Respondents get a score in the end, based on how many of these they had heard of or used. Each survey had dozens of these questions. Based on initial estimates, State of HTML was going to have at least fifty.

Respondents love these questions. They learn about new things they may not have heard of, and get to test their knowledge. But also, from the survey designer’s perspective, they gamify a (very long) survey, increasing completion rates, and provide users incentive to share their score on social media, spreading the word.

One would expect that they also provide valuable data, yet browser vendors had repeatedly mentioned that this data was largely useless to them. Surveys were all about what people felt, not what they knew or had used — they had better ways to gauge those. Instead, the reason they funneled thousands into funding these surveys every year was the 1-2 pain points questions towards the end. That was it. Survey data on experience and awareness could be useful, but only if it was accompanied with subjective sentiment data: if they hadn’t used it or heard about it, were they interested? If they had used it, how did it feel?

Optional freeform comments had been added the year prior, but got an abysmally low response rate, and being entirely freeform, were hard to analyze.

◆ **Entries provided**
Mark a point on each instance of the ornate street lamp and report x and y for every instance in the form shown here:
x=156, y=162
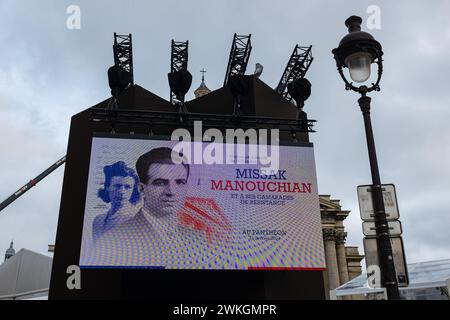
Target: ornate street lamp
x=357, y=51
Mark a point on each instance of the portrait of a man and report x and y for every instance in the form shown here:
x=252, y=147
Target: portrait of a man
x=120, y=190
x=170, y=230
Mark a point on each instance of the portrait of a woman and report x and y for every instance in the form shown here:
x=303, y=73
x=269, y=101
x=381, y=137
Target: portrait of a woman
x=120, y=190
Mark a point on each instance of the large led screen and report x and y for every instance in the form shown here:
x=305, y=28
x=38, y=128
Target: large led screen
x=143, y=210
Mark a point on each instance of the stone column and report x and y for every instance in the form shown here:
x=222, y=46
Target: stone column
x=331, y=258
x=341, y=256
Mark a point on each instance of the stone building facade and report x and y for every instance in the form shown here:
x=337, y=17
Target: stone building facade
x=343, y=262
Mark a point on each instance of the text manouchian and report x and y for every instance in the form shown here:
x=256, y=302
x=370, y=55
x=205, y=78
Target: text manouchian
x=261, y=186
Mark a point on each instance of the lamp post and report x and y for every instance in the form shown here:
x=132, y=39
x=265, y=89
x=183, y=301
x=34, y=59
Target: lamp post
x=357, y=51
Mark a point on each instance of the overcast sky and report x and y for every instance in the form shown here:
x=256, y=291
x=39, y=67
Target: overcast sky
x=49, y=73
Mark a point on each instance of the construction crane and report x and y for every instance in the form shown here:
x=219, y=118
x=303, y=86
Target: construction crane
x=296, y=69
x=32, y=183
x=239, y=55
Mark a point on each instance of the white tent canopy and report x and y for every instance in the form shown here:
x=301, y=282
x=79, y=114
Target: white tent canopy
x=27, y=273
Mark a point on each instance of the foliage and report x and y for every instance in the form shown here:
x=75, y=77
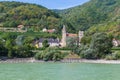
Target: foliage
x=99, y=47
x=10, y=49
x=114, y=56
x=32, y=16
x=95, y=15
x=45, y=44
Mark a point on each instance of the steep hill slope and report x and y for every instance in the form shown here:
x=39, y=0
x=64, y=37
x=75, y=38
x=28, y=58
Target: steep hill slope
x=100, y=15
x=14, y=13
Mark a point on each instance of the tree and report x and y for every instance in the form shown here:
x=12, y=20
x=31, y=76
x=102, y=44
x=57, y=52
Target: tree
x=101, y=45
x=45, y=44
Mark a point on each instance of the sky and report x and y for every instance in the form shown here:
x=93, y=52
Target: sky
x=54, y=4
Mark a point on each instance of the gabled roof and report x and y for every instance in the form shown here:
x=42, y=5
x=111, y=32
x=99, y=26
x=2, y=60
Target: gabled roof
x=71, y=35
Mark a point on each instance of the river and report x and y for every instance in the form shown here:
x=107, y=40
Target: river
x=59, y=71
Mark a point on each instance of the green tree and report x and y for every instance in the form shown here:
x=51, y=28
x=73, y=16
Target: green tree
x=45, y=44
x=101, y=45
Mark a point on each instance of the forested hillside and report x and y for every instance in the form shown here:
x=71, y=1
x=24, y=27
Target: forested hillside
x=13, y=14
x=95, y=15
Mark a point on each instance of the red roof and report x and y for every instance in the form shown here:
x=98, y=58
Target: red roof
x=20, y=26
x=71, y=35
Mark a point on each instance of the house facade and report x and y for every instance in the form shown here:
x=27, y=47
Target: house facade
x=57, y=42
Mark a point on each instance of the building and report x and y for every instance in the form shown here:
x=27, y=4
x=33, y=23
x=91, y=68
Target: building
x=48, y=30
x=66, y=36
x=61, y=43
x=116, y=42
x=51, y=41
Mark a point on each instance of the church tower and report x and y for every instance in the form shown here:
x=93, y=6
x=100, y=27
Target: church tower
x=80, y=35
x=63, y=44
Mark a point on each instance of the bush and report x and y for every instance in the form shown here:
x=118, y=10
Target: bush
x=113, y=56
x=88, y=54
x=50, y=54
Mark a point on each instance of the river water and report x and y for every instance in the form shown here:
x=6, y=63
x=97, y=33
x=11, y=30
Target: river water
x=59, y=71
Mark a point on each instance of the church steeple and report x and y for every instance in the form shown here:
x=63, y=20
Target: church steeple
x=63, y=36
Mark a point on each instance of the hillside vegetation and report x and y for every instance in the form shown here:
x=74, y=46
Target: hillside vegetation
x=13, y=14
x=95, y=16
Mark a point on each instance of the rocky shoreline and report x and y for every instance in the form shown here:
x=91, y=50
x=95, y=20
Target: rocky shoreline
x=32, y=60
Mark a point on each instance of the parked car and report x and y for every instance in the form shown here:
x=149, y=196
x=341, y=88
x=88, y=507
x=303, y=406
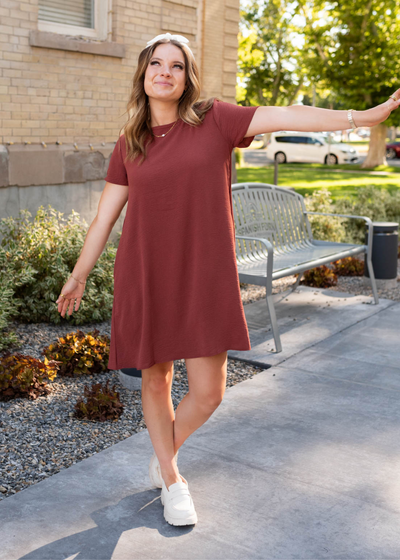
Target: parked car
x=309, y=147
x=363, y=132
x=393, y=150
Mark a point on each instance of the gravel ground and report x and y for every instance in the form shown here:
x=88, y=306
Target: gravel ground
x=39, y=438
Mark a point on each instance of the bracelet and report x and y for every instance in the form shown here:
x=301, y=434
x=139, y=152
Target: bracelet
x=78, y=280
x=350, y=118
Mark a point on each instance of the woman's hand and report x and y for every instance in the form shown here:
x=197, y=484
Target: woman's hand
x=378, y=114
x=72, y=292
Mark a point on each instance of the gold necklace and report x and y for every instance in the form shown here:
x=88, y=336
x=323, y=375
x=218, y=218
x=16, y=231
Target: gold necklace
x=160, y=135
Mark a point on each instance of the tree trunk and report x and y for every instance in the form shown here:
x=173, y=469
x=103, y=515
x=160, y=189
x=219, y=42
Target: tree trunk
x=233, y=164
x=377, y=147
x=266, y=137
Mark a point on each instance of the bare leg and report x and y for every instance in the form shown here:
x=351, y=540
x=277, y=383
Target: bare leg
x=158, y=412
x=207, y=383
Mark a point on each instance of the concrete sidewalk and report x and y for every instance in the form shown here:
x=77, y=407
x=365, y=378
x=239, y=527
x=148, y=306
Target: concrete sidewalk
x=301, y=461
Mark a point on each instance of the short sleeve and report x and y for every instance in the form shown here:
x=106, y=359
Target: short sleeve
x=233, y=122
x=116, y=168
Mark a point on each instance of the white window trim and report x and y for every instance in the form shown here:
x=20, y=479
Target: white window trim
x=102, y=24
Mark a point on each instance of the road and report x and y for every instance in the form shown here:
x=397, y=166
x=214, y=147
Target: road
x=259, y=158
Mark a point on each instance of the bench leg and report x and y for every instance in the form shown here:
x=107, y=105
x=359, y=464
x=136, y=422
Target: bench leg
x=272, y=316
x=372, y=278
x=284, y=295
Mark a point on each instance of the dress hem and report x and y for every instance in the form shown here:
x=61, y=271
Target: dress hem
x=169, y=359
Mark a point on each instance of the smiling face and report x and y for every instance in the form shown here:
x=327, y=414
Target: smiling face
x=165, y=75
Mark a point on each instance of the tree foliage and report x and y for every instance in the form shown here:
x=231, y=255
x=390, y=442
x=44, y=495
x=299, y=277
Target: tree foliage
x=269, y=66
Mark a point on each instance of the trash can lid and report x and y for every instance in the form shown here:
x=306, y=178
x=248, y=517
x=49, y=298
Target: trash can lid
x=385, y=227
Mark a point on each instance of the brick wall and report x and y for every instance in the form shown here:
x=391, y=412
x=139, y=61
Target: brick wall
x=55, y=88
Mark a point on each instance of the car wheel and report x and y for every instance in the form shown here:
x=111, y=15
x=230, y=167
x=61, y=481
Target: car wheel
x=280, y=157
x=331, y=159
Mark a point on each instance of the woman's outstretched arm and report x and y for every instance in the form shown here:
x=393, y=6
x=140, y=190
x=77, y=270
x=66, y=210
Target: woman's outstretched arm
x=303, y=118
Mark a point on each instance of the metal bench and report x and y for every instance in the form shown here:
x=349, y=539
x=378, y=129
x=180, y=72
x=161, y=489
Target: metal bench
x=274, y=240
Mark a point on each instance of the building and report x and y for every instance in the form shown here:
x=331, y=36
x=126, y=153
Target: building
x=66, y=71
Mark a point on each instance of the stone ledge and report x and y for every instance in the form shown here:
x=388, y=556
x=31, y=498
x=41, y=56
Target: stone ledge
x=28, y=165
x=50, y=40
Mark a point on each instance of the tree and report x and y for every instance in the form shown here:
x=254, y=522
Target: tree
x=268, y=60
x=351, y=47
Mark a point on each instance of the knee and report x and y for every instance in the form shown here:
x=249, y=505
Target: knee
x=158, y=380
x=209, y=401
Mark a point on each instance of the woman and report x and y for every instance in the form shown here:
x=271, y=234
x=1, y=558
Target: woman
x=176, y=287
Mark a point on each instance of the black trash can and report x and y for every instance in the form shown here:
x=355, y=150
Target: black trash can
x=384, y=250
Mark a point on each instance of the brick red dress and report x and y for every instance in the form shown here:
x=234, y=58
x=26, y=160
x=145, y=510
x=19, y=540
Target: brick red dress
x=176, y=285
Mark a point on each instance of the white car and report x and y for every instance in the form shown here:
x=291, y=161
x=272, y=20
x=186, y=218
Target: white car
x=309, y=147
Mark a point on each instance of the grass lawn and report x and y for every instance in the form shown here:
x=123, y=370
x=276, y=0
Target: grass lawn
x=305, y=178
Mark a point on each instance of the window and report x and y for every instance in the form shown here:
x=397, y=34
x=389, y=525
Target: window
x=314, y=141
x=88, y=18
x=292, y=139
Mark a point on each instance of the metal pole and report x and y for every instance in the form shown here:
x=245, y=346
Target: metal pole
x=276, y=173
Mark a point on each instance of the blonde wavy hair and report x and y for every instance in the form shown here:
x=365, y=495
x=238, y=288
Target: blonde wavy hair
x=137, y=129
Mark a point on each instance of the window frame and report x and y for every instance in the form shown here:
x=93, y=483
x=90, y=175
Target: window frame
x=101, y=29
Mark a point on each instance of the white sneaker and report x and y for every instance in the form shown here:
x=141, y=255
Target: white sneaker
x=178, y=504
x=155, y=470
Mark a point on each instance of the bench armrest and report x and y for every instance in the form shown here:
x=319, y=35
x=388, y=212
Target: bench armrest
x=270, y=257
x=365, y=218
x=268, y=244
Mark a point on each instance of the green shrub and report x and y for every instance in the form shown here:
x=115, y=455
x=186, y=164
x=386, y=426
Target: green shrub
x=319, y=277
x=102, y=403
x=80, y=353
x=44, y=252
x=238, y=157
x=324, y=228
x=374, y=203
x=24, y=376
x=349, y=266
x=14, y=272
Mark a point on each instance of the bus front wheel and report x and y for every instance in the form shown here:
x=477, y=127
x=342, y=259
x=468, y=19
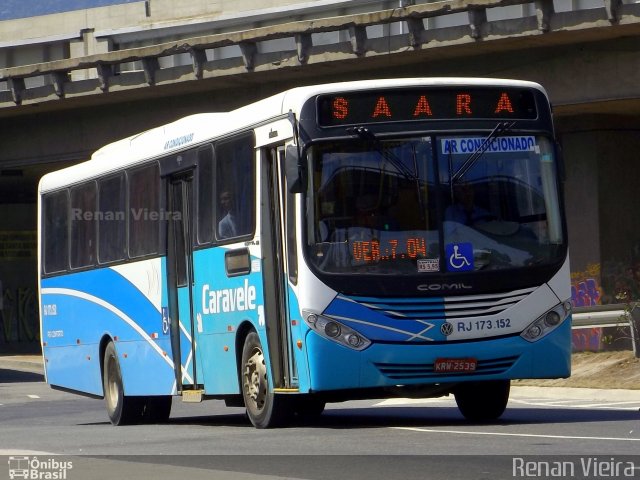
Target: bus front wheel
x=482, y=401
x=122, y=409
x=264, y=408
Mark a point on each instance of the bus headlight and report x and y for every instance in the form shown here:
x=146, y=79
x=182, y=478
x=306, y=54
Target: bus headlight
x=336, y=331
x=547, y=322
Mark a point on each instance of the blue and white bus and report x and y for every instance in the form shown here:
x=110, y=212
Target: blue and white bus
x=343, y=241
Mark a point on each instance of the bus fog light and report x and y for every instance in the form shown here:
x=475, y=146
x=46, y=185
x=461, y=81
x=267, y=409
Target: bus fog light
x=534, y=332
x=312, y=319
x=552, y=318
x=336, y=331
x=332, y=329
x=547, y=322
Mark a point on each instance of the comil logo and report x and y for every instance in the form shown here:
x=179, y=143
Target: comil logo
x=37, y=469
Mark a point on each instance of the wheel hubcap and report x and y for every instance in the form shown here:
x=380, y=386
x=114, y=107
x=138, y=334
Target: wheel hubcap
x=255, y=379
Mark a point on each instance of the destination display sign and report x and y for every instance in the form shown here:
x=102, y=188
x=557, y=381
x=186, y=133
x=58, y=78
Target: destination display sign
x=377, y=106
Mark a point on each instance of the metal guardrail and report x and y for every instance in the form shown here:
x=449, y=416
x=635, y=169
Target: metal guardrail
x=601, y=315
x=615, y=315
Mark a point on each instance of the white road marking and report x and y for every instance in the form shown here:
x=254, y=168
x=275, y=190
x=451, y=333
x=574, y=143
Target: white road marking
x=524, y=435
x=554, y=403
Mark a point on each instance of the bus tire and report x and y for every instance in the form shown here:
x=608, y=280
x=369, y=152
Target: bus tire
x=482, y=401
x=122, y=409
x=264, y=408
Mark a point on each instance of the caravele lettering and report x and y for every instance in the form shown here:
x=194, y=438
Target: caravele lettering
x=434, y=287
x=228, y=300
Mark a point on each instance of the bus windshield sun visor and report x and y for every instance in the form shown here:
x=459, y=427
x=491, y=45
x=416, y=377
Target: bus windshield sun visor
x=368, y=136
x=500, y=129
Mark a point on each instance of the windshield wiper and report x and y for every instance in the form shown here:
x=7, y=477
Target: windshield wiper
x=499, y=130
x=370, y=137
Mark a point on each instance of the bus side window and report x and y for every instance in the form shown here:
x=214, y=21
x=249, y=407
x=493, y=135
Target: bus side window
x=55, y=223
x=235, y=188
x=83, y=225
x=111, y=222
x=205, y=195
x=144, y=211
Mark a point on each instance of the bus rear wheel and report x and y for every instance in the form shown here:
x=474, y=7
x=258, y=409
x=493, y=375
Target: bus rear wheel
x=122, y=409
x=482, y=401
x=264, y=408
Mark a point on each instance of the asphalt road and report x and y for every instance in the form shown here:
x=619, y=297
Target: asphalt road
x=389, y=439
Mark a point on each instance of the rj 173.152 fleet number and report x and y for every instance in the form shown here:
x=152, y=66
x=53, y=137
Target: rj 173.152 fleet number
x=482, y=325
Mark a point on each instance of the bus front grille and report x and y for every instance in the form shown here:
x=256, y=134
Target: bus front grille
x=464, y=306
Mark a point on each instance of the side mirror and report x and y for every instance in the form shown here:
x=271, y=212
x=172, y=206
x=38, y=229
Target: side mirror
x=294, y=170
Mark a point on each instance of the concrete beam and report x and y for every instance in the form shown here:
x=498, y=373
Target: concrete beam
x=544, y=12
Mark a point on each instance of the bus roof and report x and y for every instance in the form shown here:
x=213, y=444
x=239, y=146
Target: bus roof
x=199, y=128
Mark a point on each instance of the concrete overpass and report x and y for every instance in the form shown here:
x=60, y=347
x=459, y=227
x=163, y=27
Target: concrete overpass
x=584, y=52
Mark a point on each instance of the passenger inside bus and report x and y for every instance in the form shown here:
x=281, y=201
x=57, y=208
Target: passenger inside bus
x=227, y=226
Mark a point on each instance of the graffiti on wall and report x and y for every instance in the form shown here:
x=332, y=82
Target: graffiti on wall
x=621, y=281
x=587, y=339
x=19, y=315
x=585, y=287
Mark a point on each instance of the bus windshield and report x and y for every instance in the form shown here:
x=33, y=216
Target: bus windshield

◆ **Given instruction**
From the excerpt about the State of HTML survey, quote verbatim the part that opens with the words containing "Respondents love these" and closes with "spreading the word.".

◆ **Answer**
Respondents love these questions. They learn about new things they may not have heard of, and get to test their knowledge. But also, from the survey designer’s perspective, they gamify a (very long) survey, increasing completion rates, and provide users incentive to share their score on social media, spreading the word.